— Start Text block —

14 of 18 people found the following review helpful
Well researched and easy to read,
Amazon Verified Purchase(What is this?)
This review is from: A New History of Early Christianity (Hardcover)
If you thought you knew about the origins of Christianity, you may be surprised by the evidence given in this book. Whatever you learned at school or Sunday school probably bears little relation to the story presented here. This book is thoroughly researched and reads well, being sufficiently rigorous academically without becoming too technical.
As with all research on religious subject, there will be some critics who have come to their conclusions before examining the evidence. If you have a more open mind then you you will find this book to be a useful addition to debates about the forms of Christianity. we now have. That Christianity was just one of a number of evangelical Jewish sects of the first century, that the gospels were written in Greek, a language that Jesus is very unlikely to have spoken, and that there were a large number of competing versions of Christianity and texts before the 1st Council of Nicea are just some of the sub-plots in the book. Did you know that the Epistle to the Hebrews predates the Gospels, or that the references in Mark to the resurrection were interpolated in the 2nd century?
If you are at all interested in how Christianity developed, then this is the book for you.
Sort: Oldest first | Newest first
Showing 1-10 of 22 posts in this discussion
Initial post: 17 Jun 2010 19:20:06 BDT
Last edited by the author on 2 Jul 2010 16:00:32 BDT
I believe that the gospel story should be examined using historical methodology. However just because somebody purports to use historical methodology doesn't imply that they are neutral and unbiased in their assessment of the evidence. Your review seems to suggest otherwise.
In reply to an earlier post on 26 Jun 2010 19:13:39 BDT
Dear Mark, Thanks for your comments but I do need to stress that I never argue that the Epistle to the Hebrews was the earliest New Testament text - I only say that it may well have been written before any of the gospels. It is an interesting example of a very sophisticated early analysis of the representation of Christ, far more sophisticated than Paul in my opinion. ( Put Hebrews alongside the epistle to the Galatians, for example and you will notice the immense difference in style and coherence.)

— End Text block —

Complete the following
**a)** Rewrite the part of the book review that opens with the words containing "In reply to" and closes with "style and coherence.)", switching "Hebrews" to "Romans" throughout.
**b)** Do these statements agree with the book review? (i) The gospels were written in Greek. (ii) The reply to Mark argues that the Epistle to the Hebrews was the earliest New Testament text. (iii) The initial post was last edited on 2 Jul 2010. Answer yes or no for each, quoting the deciding words.
**c)** In the book review, which epistle does the reply suggest reading alongside Hebrews to see the difference in style and coherence?

— Start Provided data —

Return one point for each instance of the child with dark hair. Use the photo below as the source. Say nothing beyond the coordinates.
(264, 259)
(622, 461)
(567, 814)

— End Provided data —

Solution list
**a)**
In reply to an earlier post on 26 Jun 2010 19:13:39 BDT
Dear Mark, Thanks for your comments but I do need to stress that I never argue that the Epistle to the Romans was the earliest New Testament text - I only say that it may well have been written before any of the gospels. It is an interesting example of a very sophisticated early analysis of the representation of Christ, far more sophisticated than Paul in my opinion. ( Put Romans alongside the epistle to the Galatians, for example and you will notice the immense difference in style and coherence.)

**b)**
(i) Yes: "the gospels were written in Greek"
(ii) No: "I never argue that the Epistle to the Hebrews was the earliest New Testament text"
(iii) Yes: "Last edited by the author on 2 Jul 2010 16:00:32 BDT"

**c)** The epistle to the Galatians.